(Records from a data collection)

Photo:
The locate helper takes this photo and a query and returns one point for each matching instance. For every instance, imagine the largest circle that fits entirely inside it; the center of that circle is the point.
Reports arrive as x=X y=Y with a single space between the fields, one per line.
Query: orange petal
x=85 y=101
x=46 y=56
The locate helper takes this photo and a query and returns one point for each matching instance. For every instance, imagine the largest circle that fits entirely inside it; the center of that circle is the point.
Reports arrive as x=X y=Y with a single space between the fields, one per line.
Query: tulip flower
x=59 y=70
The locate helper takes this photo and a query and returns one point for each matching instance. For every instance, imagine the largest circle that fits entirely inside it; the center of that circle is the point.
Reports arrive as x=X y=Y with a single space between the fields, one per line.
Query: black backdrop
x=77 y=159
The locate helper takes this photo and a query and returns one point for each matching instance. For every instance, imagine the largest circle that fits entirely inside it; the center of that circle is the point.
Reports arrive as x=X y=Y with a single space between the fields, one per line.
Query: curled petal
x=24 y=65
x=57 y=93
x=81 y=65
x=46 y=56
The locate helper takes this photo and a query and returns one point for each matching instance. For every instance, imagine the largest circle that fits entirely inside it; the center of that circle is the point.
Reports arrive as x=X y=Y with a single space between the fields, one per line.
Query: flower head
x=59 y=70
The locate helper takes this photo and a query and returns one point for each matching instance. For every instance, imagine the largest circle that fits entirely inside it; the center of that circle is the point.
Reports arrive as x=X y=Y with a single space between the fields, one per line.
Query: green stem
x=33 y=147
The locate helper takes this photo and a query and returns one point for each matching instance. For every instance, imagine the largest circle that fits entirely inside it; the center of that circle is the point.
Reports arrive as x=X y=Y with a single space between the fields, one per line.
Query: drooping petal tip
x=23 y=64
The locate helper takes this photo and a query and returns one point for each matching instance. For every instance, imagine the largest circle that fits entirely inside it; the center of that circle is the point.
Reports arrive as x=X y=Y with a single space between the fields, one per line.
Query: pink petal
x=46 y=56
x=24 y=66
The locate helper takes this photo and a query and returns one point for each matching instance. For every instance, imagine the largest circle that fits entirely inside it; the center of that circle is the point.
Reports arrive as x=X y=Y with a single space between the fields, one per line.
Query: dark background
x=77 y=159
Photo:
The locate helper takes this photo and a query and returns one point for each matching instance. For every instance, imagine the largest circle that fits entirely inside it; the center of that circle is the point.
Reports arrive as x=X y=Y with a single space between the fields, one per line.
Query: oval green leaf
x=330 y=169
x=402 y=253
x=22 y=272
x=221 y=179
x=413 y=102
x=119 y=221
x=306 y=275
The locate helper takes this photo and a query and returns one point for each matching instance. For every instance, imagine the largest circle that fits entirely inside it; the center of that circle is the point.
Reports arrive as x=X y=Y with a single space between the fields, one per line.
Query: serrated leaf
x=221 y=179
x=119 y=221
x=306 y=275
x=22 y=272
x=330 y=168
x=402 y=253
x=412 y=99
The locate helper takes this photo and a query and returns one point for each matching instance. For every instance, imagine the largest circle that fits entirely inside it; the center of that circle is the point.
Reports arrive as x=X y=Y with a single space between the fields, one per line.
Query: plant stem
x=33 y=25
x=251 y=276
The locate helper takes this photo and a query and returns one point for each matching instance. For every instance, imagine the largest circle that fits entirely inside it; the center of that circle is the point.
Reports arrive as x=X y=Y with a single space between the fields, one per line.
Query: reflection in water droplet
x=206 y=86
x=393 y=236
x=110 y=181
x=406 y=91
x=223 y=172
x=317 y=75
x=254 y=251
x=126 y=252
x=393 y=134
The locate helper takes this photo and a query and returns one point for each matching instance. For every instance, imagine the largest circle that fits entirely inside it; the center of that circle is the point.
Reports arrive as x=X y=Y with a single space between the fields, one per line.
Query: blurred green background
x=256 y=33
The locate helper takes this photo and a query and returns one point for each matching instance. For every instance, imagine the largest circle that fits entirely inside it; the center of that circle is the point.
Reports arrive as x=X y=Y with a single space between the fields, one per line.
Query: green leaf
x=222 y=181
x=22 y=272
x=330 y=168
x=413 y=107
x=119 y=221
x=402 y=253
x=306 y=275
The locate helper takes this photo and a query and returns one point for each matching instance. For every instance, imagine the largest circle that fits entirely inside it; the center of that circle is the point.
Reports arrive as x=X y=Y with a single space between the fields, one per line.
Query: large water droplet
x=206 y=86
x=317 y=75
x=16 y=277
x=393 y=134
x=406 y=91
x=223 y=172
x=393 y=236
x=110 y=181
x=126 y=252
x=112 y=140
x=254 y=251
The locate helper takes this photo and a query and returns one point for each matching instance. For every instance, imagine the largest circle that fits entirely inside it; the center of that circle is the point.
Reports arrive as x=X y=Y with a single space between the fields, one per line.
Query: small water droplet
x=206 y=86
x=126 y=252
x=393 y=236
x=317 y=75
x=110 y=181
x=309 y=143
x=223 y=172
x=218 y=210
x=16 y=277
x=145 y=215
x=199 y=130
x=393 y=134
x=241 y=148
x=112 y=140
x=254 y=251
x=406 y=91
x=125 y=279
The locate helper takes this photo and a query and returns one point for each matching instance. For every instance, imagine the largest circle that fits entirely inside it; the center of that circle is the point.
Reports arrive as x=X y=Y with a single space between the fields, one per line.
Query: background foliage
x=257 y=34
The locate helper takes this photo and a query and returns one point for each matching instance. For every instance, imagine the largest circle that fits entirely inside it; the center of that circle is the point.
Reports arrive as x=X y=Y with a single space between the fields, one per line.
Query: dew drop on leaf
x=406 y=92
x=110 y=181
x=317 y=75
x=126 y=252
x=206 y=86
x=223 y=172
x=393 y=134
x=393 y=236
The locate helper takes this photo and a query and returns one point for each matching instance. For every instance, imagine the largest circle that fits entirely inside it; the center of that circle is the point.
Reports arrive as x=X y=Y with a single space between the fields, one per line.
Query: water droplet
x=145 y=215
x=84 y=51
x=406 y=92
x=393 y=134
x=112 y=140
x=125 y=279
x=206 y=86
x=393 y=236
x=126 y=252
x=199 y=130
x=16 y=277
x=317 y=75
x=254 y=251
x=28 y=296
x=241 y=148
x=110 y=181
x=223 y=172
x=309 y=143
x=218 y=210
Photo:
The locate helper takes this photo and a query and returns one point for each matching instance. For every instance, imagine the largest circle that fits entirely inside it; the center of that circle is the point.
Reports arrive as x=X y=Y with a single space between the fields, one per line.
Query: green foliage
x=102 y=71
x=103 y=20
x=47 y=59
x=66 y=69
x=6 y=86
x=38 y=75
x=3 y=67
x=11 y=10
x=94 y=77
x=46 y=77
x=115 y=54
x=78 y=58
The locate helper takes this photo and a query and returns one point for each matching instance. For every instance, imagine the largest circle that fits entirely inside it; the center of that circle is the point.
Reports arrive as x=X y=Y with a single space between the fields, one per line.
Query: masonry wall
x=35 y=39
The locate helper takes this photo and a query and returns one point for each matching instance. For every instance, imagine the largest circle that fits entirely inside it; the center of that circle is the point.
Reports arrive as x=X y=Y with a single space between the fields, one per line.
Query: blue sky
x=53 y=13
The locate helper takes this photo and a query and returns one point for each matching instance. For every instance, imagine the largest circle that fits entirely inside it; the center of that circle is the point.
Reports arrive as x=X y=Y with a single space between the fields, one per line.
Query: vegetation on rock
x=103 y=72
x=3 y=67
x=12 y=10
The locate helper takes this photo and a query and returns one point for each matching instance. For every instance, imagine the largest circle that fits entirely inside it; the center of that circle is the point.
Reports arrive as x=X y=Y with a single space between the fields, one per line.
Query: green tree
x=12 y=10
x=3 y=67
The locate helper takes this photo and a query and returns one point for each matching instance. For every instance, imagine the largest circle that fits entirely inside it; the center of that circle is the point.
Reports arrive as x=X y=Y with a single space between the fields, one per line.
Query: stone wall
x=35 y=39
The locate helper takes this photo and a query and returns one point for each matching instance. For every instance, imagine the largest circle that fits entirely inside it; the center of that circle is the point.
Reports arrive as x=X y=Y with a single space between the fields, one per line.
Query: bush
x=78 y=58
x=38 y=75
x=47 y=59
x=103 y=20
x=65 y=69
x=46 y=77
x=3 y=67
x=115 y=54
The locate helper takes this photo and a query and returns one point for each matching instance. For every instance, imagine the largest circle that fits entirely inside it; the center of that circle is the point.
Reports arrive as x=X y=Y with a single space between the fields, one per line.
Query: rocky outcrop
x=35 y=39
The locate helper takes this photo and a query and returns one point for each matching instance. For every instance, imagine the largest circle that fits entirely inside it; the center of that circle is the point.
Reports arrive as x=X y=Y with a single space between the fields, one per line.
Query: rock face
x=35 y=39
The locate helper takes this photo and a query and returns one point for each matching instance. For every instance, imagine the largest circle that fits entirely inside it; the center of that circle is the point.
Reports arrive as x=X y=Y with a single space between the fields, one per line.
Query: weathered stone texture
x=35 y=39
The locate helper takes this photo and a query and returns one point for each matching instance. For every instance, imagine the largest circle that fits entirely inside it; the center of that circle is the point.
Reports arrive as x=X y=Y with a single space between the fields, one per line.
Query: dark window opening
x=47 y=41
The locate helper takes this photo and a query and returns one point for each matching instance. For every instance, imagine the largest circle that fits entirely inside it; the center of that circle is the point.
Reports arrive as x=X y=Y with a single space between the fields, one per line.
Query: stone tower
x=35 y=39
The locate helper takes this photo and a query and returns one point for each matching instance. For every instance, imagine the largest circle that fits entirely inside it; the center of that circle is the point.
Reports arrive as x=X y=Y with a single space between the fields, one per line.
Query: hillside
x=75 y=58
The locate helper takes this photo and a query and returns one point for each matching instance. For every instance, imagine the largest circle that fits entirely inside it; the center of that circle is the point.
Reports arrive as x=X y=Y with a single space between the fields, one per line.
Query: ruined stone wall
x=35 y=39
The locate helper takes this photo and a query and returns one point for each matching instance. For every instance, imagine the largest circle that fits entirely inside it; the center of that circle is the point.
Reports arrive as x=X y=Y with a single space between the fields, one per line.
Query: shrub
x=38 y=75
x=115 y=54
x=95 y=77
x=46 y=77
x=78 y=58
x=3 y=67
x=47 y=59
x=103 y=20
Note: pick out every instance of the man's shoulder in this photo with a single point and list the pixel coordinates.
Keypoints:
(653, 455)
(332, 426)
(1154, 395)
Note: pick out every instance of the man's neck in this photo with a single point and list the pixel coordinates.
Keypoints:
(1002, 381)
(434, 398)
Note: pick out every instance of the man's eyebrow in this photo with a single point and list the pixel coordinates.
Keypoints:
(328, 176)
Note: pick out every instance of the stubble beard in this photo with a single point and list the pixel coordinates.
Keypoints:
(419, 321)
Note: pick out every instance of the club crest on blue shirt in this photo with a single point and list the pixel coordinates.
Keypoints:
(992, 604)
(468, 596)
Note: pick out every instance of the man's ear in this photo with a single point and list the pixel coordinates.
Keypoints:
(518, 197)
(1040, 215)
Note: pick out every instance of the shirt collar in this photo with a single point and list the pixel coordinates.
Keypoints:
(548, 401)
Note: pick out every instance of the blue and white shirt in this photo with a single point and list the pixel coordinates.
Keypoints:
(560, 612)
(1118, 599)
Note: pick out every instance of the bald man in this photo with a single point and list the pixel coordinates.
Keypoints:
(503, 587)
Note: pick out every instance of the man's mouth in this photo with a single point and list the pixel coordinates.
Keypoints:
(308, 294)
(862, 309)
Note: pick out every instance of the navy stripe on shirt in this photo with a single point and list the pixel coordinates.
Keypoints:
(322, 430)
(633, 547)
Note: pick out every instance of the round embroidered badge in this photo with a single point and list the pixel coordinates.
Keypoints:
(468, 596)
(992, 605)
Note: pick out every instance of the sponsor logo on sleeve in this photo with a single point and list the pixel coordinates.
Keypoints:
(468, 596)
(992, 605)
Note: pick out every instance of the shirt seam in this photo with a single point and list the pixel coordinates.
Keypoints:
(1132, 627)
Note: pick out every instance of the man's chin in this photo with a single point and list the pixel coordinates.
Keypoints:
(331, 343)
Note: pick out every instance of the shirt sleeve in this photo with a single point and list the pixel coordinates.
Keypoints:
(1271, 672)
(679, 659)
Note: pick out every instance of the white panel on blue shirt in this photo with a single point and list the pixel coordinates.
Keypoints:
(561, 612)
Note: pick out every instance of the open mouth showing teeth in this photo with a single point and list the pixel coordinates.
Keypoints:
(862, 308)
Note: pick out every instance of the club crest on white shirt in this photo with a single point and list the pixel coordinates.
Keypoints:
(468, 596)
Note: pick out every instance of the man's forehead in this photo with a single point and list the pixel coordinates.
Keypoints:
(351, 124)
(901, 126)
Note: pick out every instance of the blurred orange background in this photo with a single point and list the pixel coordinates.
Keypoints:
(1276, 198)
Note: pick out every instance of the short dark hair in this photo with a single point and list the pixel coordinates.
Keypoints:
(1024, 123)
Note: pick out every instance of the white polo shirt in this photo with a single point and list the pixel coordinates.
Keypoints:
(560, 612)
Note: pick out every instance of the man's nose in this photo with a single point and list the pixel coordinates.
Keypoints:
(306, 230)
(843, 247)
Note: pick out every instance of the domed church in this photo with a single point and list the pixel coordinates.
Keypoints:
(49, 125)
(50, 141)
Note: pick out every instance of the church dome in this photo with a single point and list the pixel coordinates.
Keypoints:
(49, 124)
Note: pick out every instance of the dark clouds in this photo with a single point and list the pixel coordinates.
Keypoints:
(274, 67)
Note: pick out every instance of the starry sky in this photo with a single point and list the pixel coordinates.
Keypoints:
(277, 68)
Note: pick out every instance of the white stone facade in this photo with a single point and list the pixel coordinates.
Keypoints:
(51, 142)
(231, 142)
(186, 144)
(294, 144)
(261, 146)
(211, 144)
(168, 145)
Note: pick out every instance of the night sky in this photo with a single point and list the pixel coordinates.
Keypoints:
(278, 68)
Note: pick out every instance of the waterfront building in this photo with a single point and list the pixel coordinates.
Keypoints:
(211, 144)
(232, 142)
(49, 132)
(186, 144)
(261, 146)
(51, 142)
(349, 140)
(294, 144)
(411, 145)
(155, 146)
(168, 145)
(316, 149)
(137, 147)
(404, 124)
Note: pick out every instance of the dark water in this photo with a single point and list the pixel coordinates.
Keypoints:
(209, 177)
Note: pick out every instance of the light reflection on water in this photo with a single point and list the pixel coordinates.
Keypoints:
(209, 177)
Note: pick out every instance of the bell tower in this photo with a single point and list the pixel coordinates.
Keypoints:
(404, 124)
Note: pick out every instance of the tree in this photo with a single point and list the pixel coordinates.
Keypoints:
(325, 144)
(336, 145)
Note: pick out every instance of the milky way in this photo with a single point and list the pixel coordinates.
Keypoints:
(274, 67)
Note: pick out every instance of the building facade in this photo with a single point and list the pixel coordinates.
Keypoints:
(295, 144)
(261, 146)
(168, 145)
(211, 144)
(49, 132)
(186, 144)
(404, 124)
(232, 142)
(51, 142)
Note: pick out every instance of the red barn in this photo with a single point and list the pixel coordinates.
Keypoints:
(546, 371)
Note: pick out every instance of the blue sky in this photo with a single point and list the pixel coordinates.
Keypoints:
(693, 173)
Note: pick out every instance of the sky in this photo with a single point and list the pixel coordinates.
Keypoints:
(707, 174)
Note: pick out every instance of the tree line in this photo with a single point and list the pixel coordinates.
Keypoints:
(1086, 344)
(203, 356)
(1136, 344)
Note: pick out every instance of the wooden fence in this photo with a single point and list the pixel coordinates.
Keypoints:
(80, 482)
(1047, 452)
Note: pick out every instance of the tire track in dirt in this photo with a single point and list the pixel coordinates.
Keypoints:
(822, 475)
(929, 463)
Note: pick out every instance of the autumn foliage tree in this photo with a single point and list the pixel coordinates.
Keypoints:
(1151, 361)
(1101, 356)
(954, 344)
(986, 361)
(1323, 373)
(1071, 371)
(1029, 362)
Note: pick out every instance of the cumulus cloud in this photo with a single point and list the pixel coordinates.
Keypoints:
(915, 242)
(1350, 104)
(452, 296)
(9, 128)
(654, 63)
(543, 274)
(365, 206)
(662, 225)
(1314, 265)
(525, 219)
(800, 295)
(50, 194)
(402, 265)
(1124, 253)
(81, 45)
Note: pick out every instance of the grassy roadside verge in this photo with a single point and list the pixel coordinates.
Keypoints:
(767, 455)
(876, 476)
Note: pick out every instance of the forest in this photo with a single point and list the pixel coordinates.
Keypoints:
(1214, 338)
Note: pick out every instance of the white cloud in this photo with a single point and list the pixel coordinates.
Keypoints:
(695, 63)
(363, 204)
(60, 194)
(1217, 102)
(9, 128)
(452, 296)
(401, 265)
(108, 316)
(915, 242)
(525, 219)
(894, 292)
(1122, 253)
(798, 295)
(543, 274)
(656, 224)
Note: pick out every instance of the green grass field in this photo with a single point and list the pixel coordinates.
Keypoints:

* [REQUIRED ACTION]: Scan the data above for the string "sleeve". Copy every line in which it appears.

* [SOLUTION TO THE EXERCISE]:
Note: pick out every instance of the sponsor logo on sleeve in this photo with a single point and list the pixel coordinates.
Note: pick out every instance of the shirt sleeve in this photo with a single point and list the pixel coordinates.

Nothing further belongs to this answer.